デジタル技術が国民の生活へ急速に浸透していく中国。気鋭の研究者と中国ビジネスのレジェンドが、激変する大国の先行きを占う。
デジタル技術の社会実装は中国をどう変えるのか。中国を知り尽くす2人が徹底討論。
(司会 本誌編集長・西村豪太)
──中国のデジタル化への新型コロナウイルスの影響は。
梶谷 オンライン会議の増加や医療分野でのオンラインサービスの普及に拍車がかかり、デジタル化への追い風になった。ただ、コロナ禍がきっかけにはなったが、すでに中国で始まっていたDX(デジタルトランスフォーメーション)の延長線上にあるのだろう。
例えば、スマートフォンアプリの「健康碼(健康コード)」はウイルス感染に対する安全度を判定するが、これはチャットアプリ「微信(ウィーチャット)」や「支付宝(アリペイ)」など既存サービスの情報とひも付けして利用できる。既存のサービスを基にコロナ対策に使われたため、感染拡大への対応が早かったと評価できる。
徳地 デジタル化の流れはさらに加速する。中国社会の需要はまだ満たされていない。中国ではインターネットの利用増加でビジネスチャンスが増えてきたが、これからは「互聯網+(インターネットプラス)」政策の下でネットとリアルが融合していくだろう。また、中国には若くてハングリーな起業家が大量に存在する。さまざまな分野で激しい競争が繰り返され、よいサービスが相次いで生まれている。

> _学習資料_:
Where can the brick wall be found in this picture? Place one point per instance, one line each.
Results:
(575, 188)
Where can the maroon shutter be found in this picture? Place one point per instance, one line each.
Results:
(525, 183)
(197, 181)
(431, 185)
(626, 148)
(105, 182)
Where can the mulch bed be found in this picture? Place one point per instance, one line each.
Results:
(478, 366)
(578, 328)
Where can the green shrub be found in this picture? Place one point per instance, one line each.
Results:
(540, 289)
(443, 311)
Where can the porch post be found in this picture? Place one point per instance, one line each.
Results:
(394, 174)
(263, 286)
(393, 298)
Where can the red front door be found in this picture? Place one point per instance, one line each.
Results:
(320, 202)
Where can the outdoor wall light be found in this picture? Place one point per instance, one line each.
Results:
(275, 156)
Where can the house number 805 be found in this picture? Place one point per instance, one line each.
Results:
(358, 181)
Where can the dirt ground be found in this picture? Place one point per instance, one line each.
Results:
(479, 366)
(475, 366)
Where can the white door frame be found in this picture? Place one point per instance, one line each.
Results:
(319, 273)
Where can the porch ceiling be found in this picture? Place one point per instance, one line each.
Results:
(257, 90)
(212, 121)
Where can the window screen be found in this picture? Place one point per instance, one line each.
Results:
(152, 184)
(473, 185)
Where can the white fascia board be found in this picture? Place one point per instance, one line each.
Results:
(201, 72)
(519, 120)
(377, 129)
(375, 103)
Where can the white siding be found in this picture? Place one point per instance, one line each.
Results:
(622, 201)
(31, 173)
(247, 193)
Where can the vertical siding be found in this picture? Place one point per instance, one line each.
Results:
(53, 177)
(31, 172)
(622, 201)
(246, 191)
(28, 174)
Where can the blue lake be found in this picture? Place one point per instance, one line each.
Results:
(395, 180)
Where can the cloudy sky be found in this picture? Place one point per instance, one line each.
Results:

> _課題 1_: 本文の「例えば、スマートフォンアプリの」で始まる段落を、主な事実を残して箇条書きにしてください。
> _課題 2_: 本文の「(司会 本誌編集長・西村豪太)」から「ーメーション)の延長線上にあるのだろう。」までを、両端の語句も含めてそのまま書き写してください。

> _解答 1_:
- スマートフォンアプリ「健康碼(健康コード)」は、ウイルス感染に対する安全度を判定する。
- 「微信(ウィーチャット)」や「支付宝(アリペイ)」など、既存サービスの情報とひも付けて使える。
- 既存のサービスを基にコロナ対策に使われたため、感染拡大への対応が早かったと評価できる。

> _解答 2_:
(司会 本誌編集長・西村豪太)
──中国のデジタル化への新型コロナウイルスの影響は。
梶谷 オンライン会議の増加や医療分野でのオンラインサービスの普及に拍車がかかり、デジタル化への追い風になった。ただ、コロナ禍がきっかけにはなったが、すでに中国で始まっていたDX(デジタルトランスフォーメーション)の延長線上にあるのだろう。